## START Exercise inputs
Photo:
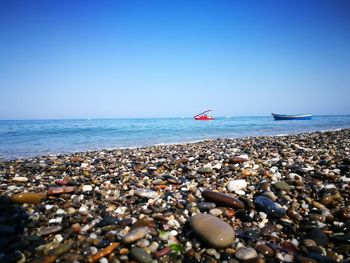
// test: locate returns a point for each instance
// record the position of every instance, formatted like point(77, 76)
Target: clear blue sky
point(79, 59)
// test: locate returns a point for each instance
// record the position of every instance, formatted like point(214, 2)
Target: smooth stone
point(265, 250)
point(318, 236)
point(246, 253)
point(205, 170)
point(316, 217)
point(28, 198)
point(269, 207)
point(234, 185)
point(140, 255)
point(327, 199)
point(215, 211)
point(239, 159)
point(87, 188)
point(222, 199)
point(205, 226)
point(302, 259)
point(6, 230)
point(61, 190)
point(49, 230)
point(282, 186)
point(135, 234)
point(309, 242)
point(20, 179)
point(206, 206)
point(146, 193)
point(321, 259)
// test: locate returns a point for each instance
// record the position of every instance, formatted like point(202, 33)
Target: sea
point(29, 138)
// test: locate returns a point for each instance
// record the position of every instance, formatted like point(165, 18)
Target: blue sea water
point(27, 138)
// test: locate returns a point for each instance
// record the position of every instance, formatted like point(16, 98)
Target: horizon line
point(180, 117)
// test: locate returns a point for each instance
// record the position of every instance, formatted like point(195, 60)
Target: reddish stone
point(61, 190)
point(163, 252)
point(222, 199)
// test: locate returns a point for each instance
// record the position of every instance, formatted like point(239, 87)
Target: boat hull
point(279, 117)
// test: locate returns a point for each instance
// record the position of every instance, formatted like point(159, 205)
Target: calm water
point(39, 137)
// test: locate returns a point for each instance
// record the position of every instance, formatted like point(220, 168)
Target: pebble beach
point(253, 199)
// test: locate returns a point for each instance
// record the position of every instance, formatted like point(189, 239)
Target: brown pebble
point(29, 198)
point(302, 259)
point(61, 190)
point(265, 250)
point(222, 199)
point(109, 249)
point(327, 199)
point(163, 252)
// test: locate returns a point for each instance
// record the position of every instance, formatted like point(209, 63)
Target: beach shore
point(255, 199)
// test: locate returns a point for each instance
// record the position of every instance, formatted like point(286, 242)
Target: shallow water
point(40, 137)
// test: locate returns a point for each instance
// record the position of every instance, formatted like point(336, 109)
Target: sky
point(121, 59)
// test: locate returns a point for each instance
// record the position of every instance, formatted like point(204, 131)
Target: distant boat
point(204, 116)
point(291, 117)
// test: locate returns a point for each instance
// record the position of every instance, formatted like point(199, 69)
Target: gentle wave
point(42, 137)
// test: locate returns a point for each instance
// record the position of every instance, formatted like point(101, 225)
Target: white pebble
point(58, 238)
point(87, 188)
point(60, 212)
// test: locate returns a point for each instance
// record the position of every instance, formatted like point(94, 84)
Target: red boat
point(204, 116)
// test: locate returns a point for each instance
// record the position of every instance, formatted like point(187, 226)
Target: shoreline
point(280, 197)
point(164, 144)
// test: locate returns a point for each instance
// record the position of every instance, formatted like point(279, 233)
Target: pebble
point(106, 251)
point(19, 179)
point(61, 190)
point(282, 186)
point(205, 225)
point(215, 211)
point(265, 250)
point(269, 207)
point(245, 253)
point(205, 170)
point(49, 230)
point(140, 255)
point(239, 159)
point(222, 199)
point(135, 234)
point(206, 206)
point(318, 236)
point(29, 198)
point(87, 188)
point(102, 197)
point(146, 193)
point(234, 185)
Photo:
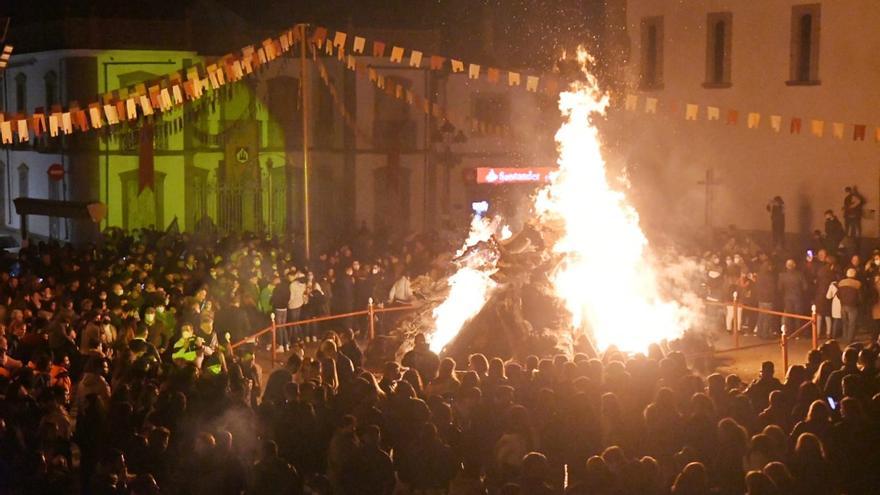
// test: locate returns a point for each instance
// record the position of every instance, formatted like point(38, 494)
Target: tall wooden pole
point(304, 95)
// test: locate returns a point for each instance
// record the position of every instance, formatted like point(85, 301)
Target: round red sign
point(56, 171)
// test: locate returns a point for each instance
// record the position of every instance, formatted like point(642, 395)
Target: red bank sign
point(511, 175)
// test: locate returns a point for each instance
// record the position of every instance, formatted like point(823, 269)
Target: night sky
point(523, 32)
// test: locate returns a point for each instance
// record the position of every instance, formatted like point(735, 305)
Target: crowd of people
point(118, 377)
point(830, 277)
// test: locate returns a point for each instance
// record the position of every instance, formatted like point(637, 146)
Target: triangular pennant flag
point(319, 36)
point(359, 44)
point(23, 134)
point(177, 94)
point(131, 109)
point(146, 106)
point(40, 122)
point(632, 102)
point(66, 123)
point(95, 116)
point(212, 78)
point(753, 120)
point(268, 49)
point(532, 84)
point(154, 97)
point(817, 128)
point(79, 119)
point(192, 76)
point(713, 113)
point(396, 54)
point(237, 69)
point(339, 39)
point(859, 132)
point(111, 114)
point(54, 122)
point(165, 100)
point(732, 117)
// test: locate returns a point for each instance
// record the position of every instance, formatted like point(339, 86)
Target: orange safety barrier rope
point(370, 311)
point(759, 310)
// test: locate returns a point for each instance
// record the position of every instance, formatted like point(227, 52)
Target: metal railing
point(370, 312)
point(786, 336)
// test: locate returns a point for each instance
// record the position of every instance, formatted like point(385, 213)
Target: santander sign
point(512, 175)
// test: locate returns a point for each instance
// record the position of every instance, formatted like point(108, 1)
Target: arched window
point(652, 53)
point(51, 85)
point(21, 93)
point(806, 47)
point(719, 27)
point(805, 20)
point(23, 182)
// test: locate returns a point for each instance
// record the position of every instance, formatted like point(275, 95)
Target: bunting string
point(149, 99)
point(775, 123)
## END Exercise inputs
*Given problem*
Convert all of the rows above into a JSON array of strings with one string per line and no blank lines. Omit the pictures.

*Solution to the problem*
[
  "Photo:",
  "// test: locate returns a point for each instance",
  "// record the position of every instance, formatted like point(77, 76)",
  "Target: clear blue sky",
  "point(79, 59)",
  "// test: locate returns a point for each instance",
  "// record the position of every instance, formatted like point(214, 2)",
  "Target: smooth stone",
  "point(265, 250)",
  "point(318, 236)",
  "point(246, 253)",
  "point(205, 170)",
  "point(316, 217)",
  "point(28, 198)",
  "point(269, 207)",
  "point(234, 185)",
  "point(140, 255)",
  "point(327, 199)",
  "point(215, 211)",
  "point(239, 159)",
  "point(87, 188)",
  "point(222, 199)",
  "point(205, 226)",
  "point(302, 259)",
  "point(6, 230)",
  "point(61, 190)",
  "point(49, 230)",
  "point(282, 186)",
  "point(135, 234)",
  "point(309, 242)",
  "point(20, 179)",
  "point(206, 206)",
  "point(146, 193)",
  "point(321, 259)",
  "// test: locate returns a point for each instance",
  "// record the position of every instance, formatted like point(202, 33)",
  "Target: sea",
  "point(29, 138)",
  "// test: locate returns a point for each instance",
  "// record the position of every instance, formatted like point(165, 18)",
  "Target: blue sea water",
  "point(27, 138)",
  "// test: locate returns a point for each instance",
  "// record the position of every instance, formatted like point(16, 98)",
  "Target: horizon line",
  "point(180, 117)",
  "// test: locate returns a point for each instance",
  "// record the position of every instance, formatted like point(195, 60)",
  "Target: reddish stone",
  "point(61, 190)",
  "point(163, 252)",
  "point(222, 199)",
  "// test: locate returns a point for each instance",
  "// record the position of every instance, formatted like point(239, 87)",
  "Target: boat hull",
  "point(279, 117)",
  "// test: locate returns a point for each instance",
  "// record the position of every instance, formatted like point(159, 205)",
  "Target: calm water",
  "point(39, 137)",
  "// test: locate returns a point for each instance",
  "// record the position of every instance, formatted like point(220, 168)",
  "Target: pebble beach",
  "point(253, 199)",
  "// test: locate returns a point for each instance",
  "// record the position of every instance, formatted like point(189, 239)",
  "Target: brown pebble",
  "point(29, 198)",
  "point(302, 259)",
  "point(61, 190)",
  "point(265, 250)",
  "point(222, 199)",
  "point(109, 249)",
  "point(327, 199)",
  "point(163, 252)",
  "// test: locate returns a point for each instance",
  "// record the position of every instance, formatted like point(209, 63)",
  "Target: beach shore",
  "point(255, 199)",
  "// test: locate returns a point for each instance",
  "// record the position of every instance, formatted like point(286, 242)",
  "Target: shallow water",
  "point(40, 137)",
  "// test: locate returns a point for each instance",
  "// record the position of every instance, formatted like point(336, 109)",
  "Target: sky",
  "point(121, 59)",
  "// test: locate returns a point for each instance",
  "// record the position of every instance, formatted like point(204, 131)",
  "Target: distant boat",
  "point(204, 116)",
  "point(291, 117)",
  "// test: locate returns a point for each instance",
  "// record the position of every instance, formatted like point(199, 69)",
  "Target: gentle wave",
  "point(42, 137)",
  "// test: locate returns a point for each instance",
  "// record the position of every instance, formatted like point(101, 225)",
  "Target: white pebble",
  "point(58, 238)",
  "point(87, 188)",
  "point(60, 212)",
  "// test: locate returns a point for each instance",
  "// record the position of every instance, formatted like point(94, 84)",
  "Target: red boat",
  "point(204, 116)",
  "// test: locate returns a point for each instance",
  "// record the position of every instance, formatted like point(187, 226)",
  "Target: shoreline",
  "point(280, 197)",
  "point(164, 144)",
  "// test: locate returns a point for each instance",
  "// record the position of every instance, formatted like point(279, 233)",
  "Target: pebble",
  "point(106, 251)",
  "point(19, 179)",
  "point(61, 190)",
  "point(282, 186)",
  "point(205, 225)",
  "point(215, 211)",
  "point(265, 250)",
  "point(269, 207)",
  "point(245, 253)",
  "point(205, 170)",
  "point(49, 230)",
  "point(140, 255)",
  "point(239, 159)",
  "point(222, 199)",
  "point(135, 234)",
  "point(206, 206)",
  "point(318, 236)",
  "point(29, 198)",
  "point(87, 188)",
  "point(102, 197)",
  "point(146, 193)",
  "point(234, 185)",
  "Photo:",
  "// test: locate returns a point for each instance",
  "// record the position of every instance, formatted like point(38, 494)",
  "Target: tall wooden pole",
  "point(304, 95)",
  "// test: locate returns a point for each instance",
  "// record the position of every instance, formatted like point(85, 301)",
  "Target: round red sign",
  "point(56, 171)",
  "// test: locate returns a point for each instance",
  "// record the position of every instance, formatted like point(642, 395)",
  "Target: red bank sign",
  "point(511, 175)",
  "// test: locate returns a point for each instance",
  "// record the position of every instance, formatted like point(823, 269)",
  "Target: night sky",
  "point(523, 32)",
  "// test: locate returns a point for each instance",
  "// record the position of every instance, formatted like point(735, 305)",
  "Target: crowd of people",
  "point(118, 377)",
  "point(830, 277)",
  "// test: locate returns a point for each instance",
  "// record the position of every instance, formatted like point(637, 146)",
  "Target: triangular pennant flag",
  "point(319, 36)",
  "point(359, 44)",
  "point(23, 134)",
  "point(177, 94)",
  "point(131, 109)",
  "point(146, 106)",
  "point(40, 122)",
  "point(632, 102)",
  "point(66, 123)",
  "point(95, 116)",
  "point(212, 78)",
  "point(753, 120)",
  "point(268, 49)",
  "point(532, 84)",
  "point(154, 97)",
  "point(817, 128)",
  "point(79, 119)",
  "point(192, 76)",
  "point(713, 113)",
  "point(396, 54)",
  "point(237, 69)",
  "point(339, 39)",
  "point(859, 132)",
  "point(111, 114)",
  "point(54, 122)",
  "point(165, 100)",
  "point(732, 117)",
  "// test: locate returns a point for each instance",
  "// record the position of every instance, formatted like point(339, 86)",
  "Target: orange safety barrier rope",
  "point(370, 311)",
  "point(759, 310)",
  "// test: locate returns a point for each instance",
  "// record the position of every instance, formatted like point(227, 52)",
  "Target: metal railing",
  "point(370, 312)",
  "point(786, 336)",
  "// test: locate returns a point for each instance",
  "// record the position of every instance, formatted like point(385, 213)",
  "Target: santander sign",
  "point(512, 175)",
  "// test: locate returns a point for each instance",
  "// record the position of every instance, formatted like point(108, 1)",
  "Target: arched window",
  "point(652, 53)",
  "point(51, 85)",
  "point(21, 93)",
  "point(806, 47)",
  "point(719, 27)",
  "point(805, 20)",
  "point(23, 182)",
  "// test: locate returns a point for each instance",
  "// record the position of every instance, formatted like point(275, 95)",
  "Target: bunting string",
  "point(149, 99)",
  "point(775, 123)"
]